Output only the lines of the entries that follow, starting at the one with "locate | one dot per instance of the woman's arm" and running down to the one with "locate | one dot per instance of the woman's nose", both included and unchanged.
[[ DATA LISTING, beginning ]]
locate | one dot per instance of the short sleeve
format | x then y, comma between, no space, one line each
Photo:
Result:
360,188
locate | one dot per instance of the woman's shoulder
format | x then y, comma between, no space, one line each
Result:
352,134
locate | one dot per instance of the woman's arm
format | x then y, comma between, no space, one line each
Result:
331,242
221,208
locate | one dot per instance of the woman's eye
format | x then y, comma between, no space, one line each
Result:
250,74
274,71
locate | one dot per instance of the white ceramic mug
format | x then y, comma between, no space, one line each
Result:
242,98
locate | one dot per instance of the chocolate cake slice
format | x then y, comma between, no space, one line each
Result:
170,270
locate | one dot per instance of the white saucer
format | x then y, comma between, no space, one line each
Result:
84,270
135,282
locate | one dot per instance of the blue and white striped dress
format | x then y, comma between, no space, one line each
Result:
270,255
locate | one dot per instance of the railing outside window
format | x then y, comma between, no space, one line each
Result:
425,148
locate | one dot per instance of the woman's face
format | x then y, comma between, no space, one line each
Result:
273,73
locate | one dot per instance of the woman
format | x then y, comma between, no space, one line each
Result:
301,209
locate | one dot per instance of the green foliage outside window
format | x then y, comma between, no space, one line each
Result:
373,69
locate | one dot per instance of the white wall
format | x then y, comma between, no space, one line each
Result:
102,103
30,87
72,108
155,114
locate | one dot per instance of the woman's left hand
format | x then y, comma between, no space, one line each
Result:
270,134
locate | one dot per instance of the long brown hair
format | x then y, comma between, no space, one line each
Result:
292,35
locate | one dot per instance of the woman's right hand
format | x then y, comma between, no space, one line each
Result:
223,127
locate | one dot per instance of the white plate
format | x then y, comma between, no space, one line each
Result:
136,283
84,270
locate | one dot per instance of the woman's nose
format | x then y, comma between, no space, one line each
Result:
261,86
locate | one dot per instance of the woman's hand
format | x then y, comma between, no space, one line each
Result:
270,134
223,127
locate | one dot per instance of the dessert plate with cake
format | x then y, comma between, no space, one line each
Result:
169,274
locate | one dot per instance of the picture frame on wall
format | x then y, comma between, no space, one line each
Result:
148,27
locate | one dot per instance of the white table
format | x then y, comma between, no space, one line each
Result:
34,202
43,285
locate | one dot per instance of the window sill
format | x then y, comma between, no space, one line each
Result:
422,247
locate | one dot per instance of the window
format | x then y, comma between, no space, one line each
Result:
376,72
[[ DATA LISTING, end ]]
## SOLUTION TO THIS PROBLEM
locate | one dot per instance of the woman's arm
format | x then y, comma between, no space, one line each
Result:
331,242
221,208
locate | one dot per instance of the woman's eye
format | x then y, comma between, no space, one line each
Result:
250,74
274,71
locate | one dot per instance of the white ceramic mug
format | x then y, comma between, no space, one line each
Result:
242,98
locate | one dot per instance of the chocolate cake slice
format | x then y, comma between, no space, one line each
Result:
170,270
locate | one dot per instance of the white saucer
format | x then y, comma between, no space, one line each
Result:
84,270
135,282
locate | one dot per instance of the blue and white striped dress
format | x then y, comma between, no space, one line each
Result:
270,255
locate | one dot per instance of the railing outside window
format | x then y, comma between, no space, one line each
Result:
425,148
locate | one dot per instance of the woman's face
format | x then y, comma between, no space, one line each
Result:
273,73
locate | one dot per instance of the woman
format | x then y, comma between, no space, one line each
Result:
301,209
locate | one dot per instance of the green foliage outside window
format | x then y, comma between, no space, one line each
Result:
373,69
locate | one dot per instance of the white wall
format | x then y, comma between, no space, one line each
Result:
102,103
30,87
72,108
155,114
locate | one dot per instance of the woman's left hand
format | x then y, comma between, no space, one line each
Result:
270,134
locate | one dot per instance of the long brown hair
format | x then y, comma between, no space, one line each
Result:
292,35
locate | one dot per instance of the woman's right hand
format | x then y, comma between, no space, one line each
Result:
223,127
locate | one dot per instance of the white plate
format | x then y, comma between, no space, one line each
Result:
136,283
84,270
locate | one dot per instance of the woman's nose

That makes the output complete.